[Opening Source material section]

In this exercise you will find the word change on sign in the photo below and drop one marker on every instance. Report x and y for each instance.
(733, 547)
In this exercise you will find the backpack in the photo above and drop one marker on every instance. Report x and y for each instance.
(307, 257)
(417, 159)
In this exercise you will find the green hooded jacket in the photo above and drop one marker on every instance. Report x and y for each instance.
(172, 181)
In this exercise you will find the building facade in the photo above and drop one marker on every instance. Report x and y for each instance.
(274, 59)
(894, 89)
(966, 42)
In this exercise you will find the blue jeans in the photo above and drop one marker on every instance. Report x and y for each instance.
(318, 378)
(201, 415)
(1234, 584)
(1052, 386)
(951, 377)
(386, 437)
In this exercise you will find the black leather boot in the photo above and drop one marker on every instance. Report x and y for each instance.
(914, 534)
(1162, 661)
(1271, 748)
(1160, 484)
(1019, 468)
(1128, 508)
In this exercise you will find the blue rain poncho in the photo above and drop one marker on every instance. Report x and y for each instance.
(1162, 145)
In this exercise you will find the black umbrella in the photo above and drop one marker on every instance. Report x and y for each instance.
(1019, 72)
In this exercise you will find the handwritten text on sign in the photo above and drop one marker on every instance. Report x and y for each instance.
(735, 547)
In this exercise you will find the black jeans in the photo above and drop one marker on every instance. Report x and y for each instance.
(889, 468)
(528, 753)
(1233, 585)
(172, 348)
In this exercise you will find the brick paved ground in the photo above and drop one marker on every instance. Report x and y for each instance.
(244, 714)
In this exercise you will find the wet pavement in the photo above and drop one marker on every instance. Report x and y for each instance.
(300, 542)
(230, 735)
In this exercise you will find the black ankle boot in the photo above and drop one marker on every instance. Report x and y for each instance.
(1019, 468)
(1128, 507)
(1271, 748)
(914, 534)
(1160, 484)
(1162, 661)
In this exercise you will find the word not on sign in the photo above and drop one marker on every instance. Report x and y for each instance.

[Closing Source material section]

* [Instructions to follow]: Your task is to retype all of the lines above exactly.

* [Solution to this problem]:
In this exercise you will find the word change on sign in the photo below and drop one marker on every instance. Report x and y for each instance.
(733, 547)
In this exercise you will find the backpack in the photo above and drop one marker on every instance. Report x and y for each instance.
(307, 257)
(417, 159)
In this exercise you will find the green hooded jacket in the photo above and drop one marker on every instance. Report x and y for each instance.
(172, 181)
In this exercise you will find the building facade in the photo above and drop one marker on every instance. Report x and y for each instance.
(274, 59)
(894, 89)
(966, 42)
In this exercise you will find the blue jeans in the photo above and drop one marker on every instance. Report x and y for each instance.
(318, 378)
(201, 415)
(1234, 584)
(1052, 386)
(951, 377)
(386, 437)
In this exercise you will find the black leather boot in the photo above and drop one marker on every instance. Report x and y for each instance.
(914, 534)
(1162, 661)
(1271, 748)
(1160, 484)
(1019, 468)
(1128, 508)
In this exercise you will find the blue rain poncho in the photo above and drop one marker on every instance. Report x and y for each instance.
(1162, 145)
In this exercise you will find the black umbrella in the photo above and drop one marker on every instance. Report x and y for each instance.
(1019, 72)
In this exercise you will find the handwritten text on sign in the photo above and drop one marker on every instance. Report x and y for each instance.
(735, 547)
In this exercise you will find the black jeans in the photo above and drop one marker on every instance. Report x and y for each instance.
(889, 468)
(528, 753)
(1233, 585)
(172, 348)
In this exercise you will find the brick paved ground in the photo above and drop one marker on every instance. Report x and y for each instance.
(244, 714)
In this exercise you will find the wet pavement in the photo above and drop one marker on every instance. Report x and y for each instance.
(300, 542)
(230, 735)
In this exercise you will find the black ankle boot in the photo above and drop one marker on every instance. Report x and y for each instance.
(1019, 468)
(1128, 507)
(1271, 748)
(914, 534)
(1160, 484)
(1162, 661)
In this exercise you will find the word not on sign in the photo above and drop one marker on every instance. Report x and y for each instance.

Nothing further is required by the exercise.